**What the exercise asks:**
The records that follow must be repeated exactly as they stand.

**Extracted entries:**
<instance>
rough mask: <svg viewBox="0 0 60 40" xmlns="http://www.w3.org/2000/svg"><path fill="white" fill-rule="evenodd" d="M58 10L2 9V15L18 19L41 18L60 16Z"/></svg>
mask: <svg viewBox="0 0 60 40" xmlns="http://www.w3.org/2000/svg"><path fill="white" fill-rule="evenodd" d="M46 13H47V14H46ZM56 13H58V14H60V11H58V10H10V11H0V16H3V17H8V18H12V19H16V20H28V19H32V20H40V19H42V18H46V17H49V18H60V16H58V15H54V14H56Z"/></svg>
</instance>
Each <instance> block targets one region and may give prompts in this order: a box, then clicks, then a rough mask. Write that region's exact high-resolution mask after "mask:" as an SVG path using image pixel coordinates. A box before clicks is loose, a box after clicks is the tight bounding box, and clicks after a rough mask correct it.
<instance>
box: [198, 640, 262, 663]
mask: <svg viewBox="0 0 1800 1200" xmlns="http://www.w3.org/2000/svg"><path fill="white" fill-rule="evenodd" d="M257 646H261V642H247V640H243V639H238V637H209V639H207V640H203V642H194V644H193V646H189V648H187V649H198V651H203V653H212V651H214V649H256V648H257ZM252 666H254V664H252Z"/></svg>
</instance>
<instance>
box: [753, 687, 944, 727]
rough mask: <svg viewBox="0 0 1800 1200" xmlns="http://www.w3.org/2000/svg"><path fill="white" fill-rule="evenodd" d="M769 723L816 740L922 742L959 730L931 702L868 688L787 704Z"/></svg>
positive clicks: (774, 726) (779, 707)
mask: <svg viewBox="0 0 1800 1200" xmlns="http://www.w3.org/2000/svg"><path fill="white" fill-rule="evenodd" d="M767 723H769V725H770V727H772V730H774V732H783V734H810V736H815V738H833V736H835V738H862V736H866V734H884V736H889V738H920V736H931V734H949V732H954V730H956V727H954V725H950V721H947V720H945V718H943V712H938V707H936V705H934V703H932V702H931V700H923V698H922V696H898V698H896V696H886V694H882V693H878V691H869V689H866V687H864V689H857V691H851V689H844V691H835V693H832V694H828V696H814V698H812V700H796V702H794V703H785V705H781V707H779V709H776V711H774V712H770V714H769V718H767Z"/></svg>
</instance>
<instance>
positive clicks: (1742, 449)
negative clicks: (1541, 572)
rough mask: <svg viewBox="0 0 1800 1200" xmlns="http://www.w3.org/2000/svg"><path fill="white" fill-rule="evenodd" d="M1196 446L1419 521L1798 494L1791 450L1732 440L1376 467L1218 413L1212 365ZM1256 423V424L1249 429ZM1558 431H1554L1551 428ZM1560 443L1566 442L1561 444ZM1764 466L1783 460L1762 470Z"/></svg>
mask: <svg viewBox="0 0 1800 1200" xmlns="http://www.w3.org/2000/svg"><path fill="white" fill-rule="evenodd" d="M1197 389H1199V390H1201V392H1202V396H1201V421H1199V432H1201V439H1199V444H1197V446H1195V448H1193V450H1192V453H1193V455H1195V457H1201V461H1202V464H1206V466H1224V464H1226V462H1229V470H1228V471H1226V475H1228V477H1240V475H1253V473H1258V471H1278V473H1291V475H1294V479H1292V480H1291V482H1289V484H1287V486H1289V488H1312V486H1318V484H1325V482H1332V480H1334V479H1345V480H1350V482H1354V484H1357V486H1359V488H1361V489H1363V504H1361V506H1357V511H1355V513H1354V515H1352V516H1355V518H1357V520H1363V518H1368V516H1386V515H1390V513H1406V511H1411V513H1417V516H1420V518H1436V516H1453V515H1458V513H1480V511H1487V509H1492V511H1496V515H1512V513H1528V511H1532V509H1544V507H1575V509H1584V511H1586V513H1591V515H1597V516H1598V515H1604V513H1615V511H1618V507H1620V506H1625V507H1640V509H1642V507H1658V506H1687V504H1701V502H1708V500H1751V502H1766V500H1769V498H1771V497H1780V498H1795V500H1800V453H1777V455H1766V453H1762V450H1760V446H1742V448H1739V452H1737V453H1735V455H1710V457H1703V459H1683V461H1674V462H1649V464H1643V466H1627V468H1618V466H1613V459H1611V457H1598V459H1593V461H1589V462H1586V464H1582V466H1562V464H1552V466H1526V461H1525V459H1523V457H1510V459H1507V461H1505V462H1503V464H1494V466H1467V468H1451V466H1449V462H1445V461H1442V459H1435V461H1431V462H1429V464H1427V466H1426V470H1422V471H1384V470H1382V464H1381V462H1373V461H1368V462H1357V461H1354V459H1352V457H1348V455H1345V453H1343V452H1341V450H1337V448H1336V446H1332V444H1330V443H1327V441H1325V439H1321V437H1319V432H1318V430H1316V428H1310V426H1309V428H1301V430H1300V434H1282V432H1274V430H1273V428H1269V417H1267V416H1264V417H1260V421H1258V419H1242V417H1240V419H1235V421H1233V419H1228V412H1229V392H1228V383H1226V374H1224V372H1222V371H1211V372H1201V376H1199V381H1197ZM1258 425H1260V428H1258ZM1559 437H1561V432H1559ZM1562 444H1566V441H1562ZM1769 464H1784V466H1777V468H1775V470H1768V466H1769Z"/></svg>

**Exercise output:**
<instance>
rough mask: <svg viewBox="0 0 60 40" xmlns="http://www.w3.org/2000/svg"><path fill="white" fill-rule="evenodd" d="M58 10L2 9V15L18 19L41 18L60 16Z"/></svg>
mask: <svg viewBox="0 0 60 40" xmlns="http://www.w3.org/2000/svg"><path fill="white" fill-rule="evenodd" d="M46 13H47V14H46ZM56 13H58V14H60V11H58V10H10V11H0V16H3V17H8V18H12V19H16V20H28V19H32V20H40V19H42V18H46V17H49V18H60V16H58V15H54V14H56Z"/></svg>
</instance>
Each <instance> block targets one region and may give prompts in this order: a box, then clicks, then a rough mask. Write that region's exact high-resolution mask after "mask:" as an SVG path using image pixel coordinates. A box before clicks is loose, a box after clicks is the tight bounding box, and clicks after a rough mask correct it.
<instance>
box: [198, 640, 262, 663]
mask: <svg viewBox="0 0 1800 1200" xmlns="http://www.w3.org/2000/svg"><path fill="white" fill-rule="evenodd" d="M257 646H261V642H247V640H243V639H238V637H209V639H207V640H203V642H194V644H193V646H189V648H187V649H198V651H203V653H212V651H214V649H256V648H257ZM252 666H254V664H252Z"/></svg>
</instance>
<instance>
box: [753, 687, 944, 727]
rough mask: <svg viewBox="0 0 1800 1200" xmlns="http://www.w3.org/2000/svg"><path fill="white" fill-rule="evenodd" d="M769 723L816 740L922 742L959 730L931 702L868 688L787 704Z"/></svg>
positive clicks: (774, 726) (779, 707)
mask: <svg viewBox="0 0 1800 1200" xmlns="http://www.w3.org/2000/svg"><path fill="white" fill-rule="evenodd" d="M767 723H769V725H770V727H772V730H774V732H783V734H810V736H815V738H833V736H835V738H862V736H866V734H884V736H889V738H920V736H931V734H949V732H954V730H956V727H954V725H950V721H947V720H945V718H943V712H938V707H936V705H934V703H932V702H931V700H923V698H922V696H898V698H896V696H886V694H882V693H878V691H869V689H866V687H864V689H857V691H851V689H844V691H835V693H832V694H828V696H814V698H812V700H796V702H794V703H785V705H781V707H779V709H776V711H774V712H770V714H769V718H767Z"/></svg>
</instance>
<instance>
positive clicks: (1742, 449)
negative clicks: (1541, 572)
rough mask: <svg viewBox="0 0 1800 1200" xmlns="http://www.w3.org/2000/svg"><path fill="white" fill-rule="evenodd" d="M1196 446L1419 521L1798 494L1791 450L1732 440L1376 467L1218 413L1212 365ZM1256 423V424L1249 429ZM1558 431H1554L1551 428ZM1560 443L1566 442L1561 444ZM1764 466L1783 460L1762 470Z"/></svg>
mask: <svg viewBox="0 0 1800 1200" xmlns="http://www.w3.org/2000/svg"><path fill="white" fill-rule="evenodd" d="M1197 389H1199V390H1201V392H1202V396H1201V421H1199V432H1201V439H1199V444H1197V446H1195V448H1193V450H1192V453H1193V455H1195V457H1201V461H1202V464H1206V466H1224V464H1226V462H1229V470H1228V471H1226V475H1228V477H1240V475H1253V473H1258V471H1278V473H1291V475H1294V479H1292V480H1291V482H1289V484H1287V486H1289V488H1312V486H1318V484H1325V482H1332V480H1334V479H1345V480H1350V482H1354V484H1357V486H1359V488H1361V489H1363V504H1361V506H1357V511H1355V513H1354V515H1352V516H1355V518H1357V520H1363V518H1368V516H1386V515H1390V513H1406V511H1411V513H1417V516H1420V518H1436V516H1453V515H1458V513H1480V511H1487V509H1492V511H1496V515H1512V513H1528V511H1532V509H1544V507H1575V509H1584V511H1586V513H1591V515H1597V516H1598V515H1604V513H1615V511H1618V507H1620V506H1625V507H1640V509H1642V507H1658V506H1687V504H1701V502H1708V500H1751V502H1766V500H1769V498H1771V497H1780V498H1795V500H1800V453H1777V455H1766V453H1762V450H1760V446H1742V448H1739V452H1737V453H1735V455H1710V457H1703V459H1683V461H1674V462H1649V464H1643V466H1627V468H1618V466H1613V459H1611V457H1598V459H1593V461H1589V462H1586V464H1582V466H1562V464H1552V466H1526V461H1525V459H1523V457H1510V459H1507V461H1505V462H1503V464H1494V466H1467V468H1451V466H1449V462H1445V461H1442V459H1435V461H1431V462H1429V464H1427V466H1426V470H1422V471H1384V470H1382V464H1381V462H1373V461H1368V462H1357V461H1354V459H1352V457H1348V455H1345V453H1343V452H1341V450H1337V448H1336V446H1332V444H1330V443H1327V441H1325V439H1321V437H1319V432H1318V430H1316V428H1310V426H1309V428H1301V430H1300V434H1282V432H1274V430H1273V428H1269V417H1267V416H1264V417H1260V421H1258V419H1242V417H1240V419H1235V421H1233V419H1228V412H1229V392H1228V383H1226V374H1224V372H1222V371H1211V372H1201V376H1199V381H1197ZM1258 425H1260V428H1258ZM1559 437H1561V432H1559ZM1562 444H1566V441H1562ZM1769 464H1784V466H1777V468H1775V470H1768V466H1769Z"/></svg>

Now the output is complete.